__Kurze Übung__
Liste alle Namen von Personen und Filmfiguren auf, die im Text über den Film „Widows“ weiter unten vorkommen.

__Ausgewählter Text__
Vier Frauen planen einen Coup, nach einer Idee ihrer ermordeten Gangster-Männer: Steve McQueens Thriller „Widows“ über Chicago – und den Zustand Amerikas.

Doppelleben. Veronica (Viola Davis) arbeitet in der Schulbehörde – aber nicht nur. Und Cynthia Erivo als Belle ist eine echte…

Wer verstehen will, was der Demografie Amerikas in den kommenden Jahren blüht, muss sich nur an der Southside von Chicago umsehen. Hier befindet sich das weiße Amerika klar in der Minderheit. Afroamerikaner machen 80 Prozent der Bevölkerung aus, in kaum einer anderen Metropole ist die Mordrate so hoch wie im Süden Chicagos. Es offenbart sich auch der ganze Widerspruch der sozialen Umverteilung: Manchmal trennen nur ein paar Straßenzüge die afroamerikanischen Wohngegenden von den Stadtvillen.

__Datensatzeinträge__
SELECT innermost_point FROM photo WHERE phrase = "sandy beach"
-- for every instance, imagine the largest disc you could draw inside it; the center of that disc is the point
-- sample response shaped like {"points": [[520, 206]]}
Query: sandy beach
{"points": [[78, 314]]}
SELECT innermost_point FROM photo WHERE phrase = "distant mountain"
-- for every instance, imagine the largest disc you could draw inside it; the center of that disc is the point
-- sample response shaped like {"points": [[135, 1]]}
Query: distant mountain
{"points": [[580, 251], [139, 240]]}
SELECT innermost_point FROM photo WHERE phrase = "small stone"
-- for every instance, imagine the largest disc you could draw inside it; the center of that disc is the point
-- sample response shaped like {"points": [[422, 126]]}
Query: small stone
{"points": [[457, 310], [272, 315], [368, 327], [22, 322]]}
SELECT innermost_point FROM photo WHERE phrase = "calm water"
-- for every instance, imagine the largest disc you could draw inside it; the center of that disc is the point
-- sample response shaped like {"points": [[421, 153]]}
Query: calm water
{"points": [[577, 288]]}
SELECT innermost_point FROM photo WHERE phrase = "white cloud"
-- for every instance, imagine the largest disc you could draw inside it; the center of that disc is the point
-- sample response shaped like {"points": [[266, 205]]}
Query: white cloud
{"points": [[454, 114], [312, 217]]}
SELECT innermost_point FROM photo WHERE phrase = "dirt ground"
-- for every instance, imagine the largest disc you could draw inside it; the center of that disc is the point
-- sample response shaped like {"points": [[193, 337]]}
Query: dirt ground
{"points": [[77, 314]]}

__Die Antwort__
- Steve McQueen
- Veronica
- Viola Davis
- Cynthia Erivo
- Belle